**Description of the task**
Locate each line below that contains the word "brick", and copy every such line.

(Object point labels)
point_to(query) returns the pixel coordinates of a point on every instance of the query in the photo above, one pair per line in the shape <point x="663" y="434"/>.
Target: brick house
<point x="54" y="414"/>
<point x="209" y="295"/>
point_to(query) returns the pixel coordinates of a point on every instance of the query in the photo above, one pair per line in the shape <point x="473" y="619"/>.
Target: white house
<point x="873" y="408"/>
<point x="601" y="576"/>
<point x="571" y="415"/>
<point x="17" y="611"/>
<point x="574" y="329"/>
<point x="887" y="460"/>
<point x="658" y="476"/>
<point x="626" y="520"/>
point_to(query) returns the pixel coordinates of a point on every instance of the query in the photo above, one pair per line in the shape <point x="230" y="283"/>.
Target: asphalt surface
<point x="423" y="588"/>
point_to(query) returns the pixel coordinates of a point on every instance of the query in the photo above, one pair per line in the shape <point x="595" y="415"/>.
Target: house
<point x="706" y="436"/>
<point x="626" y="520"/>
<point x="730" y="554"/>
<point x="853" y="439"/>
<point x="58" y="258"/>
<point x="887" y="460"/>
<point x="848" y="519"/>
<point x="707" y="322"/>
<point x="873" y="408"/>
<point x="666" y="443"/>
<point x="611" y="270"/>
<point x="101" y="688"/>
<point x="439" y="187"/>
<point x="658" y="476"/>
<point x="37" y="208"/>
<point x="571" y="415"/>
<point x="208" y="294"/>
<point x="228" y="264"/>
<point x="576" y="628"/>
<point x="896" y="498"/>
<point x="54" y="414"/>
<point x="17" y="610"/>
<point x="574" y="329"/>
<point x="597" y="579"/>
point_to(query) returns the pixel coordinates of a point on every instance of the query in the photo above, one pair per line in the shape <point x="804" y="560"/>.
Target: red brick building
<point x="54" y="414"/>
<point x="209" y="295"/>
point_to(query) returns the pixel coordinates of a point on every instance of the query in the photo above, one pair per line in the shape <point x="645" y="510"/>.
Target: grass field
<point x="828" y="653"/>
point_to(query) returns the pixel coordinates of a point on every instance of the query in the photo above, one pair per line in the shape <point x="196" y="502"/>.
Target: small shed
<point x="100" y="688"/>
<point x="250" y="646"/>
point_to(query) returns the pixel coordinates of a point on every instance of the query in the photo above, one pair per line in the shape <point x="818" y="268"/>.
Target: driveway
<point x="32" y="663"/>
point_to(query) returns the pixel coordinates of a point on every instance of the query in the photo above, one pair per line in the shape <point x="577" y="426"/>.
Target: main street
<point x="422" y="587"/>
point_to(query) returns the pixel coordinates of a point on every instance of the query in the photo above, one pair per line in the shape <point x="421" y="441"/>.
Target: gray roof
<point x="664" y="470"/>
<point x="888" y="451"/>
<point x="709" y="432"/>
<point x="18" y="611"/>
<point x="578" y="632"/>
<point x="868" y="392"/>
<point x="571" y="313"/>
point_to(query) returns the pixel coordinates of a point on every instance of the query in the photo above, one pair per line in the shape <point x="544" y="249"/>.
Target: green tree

==

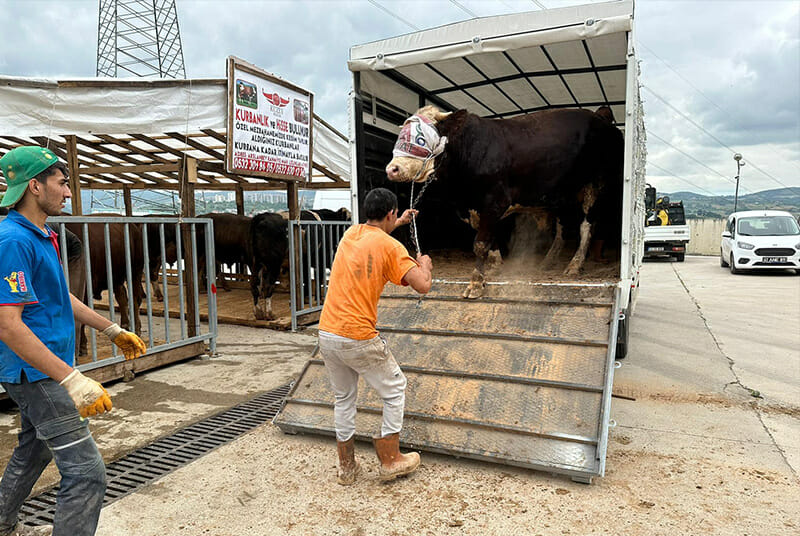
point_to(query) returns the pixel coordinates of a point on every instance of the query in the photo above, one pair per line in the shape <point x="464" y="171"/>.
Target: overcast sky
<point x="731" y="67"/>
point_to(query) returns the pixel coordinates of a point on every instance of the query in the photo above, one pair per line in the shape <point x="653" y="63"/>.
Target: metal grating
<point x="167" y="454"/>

**The reply**
Target: brick house
Target: red brick building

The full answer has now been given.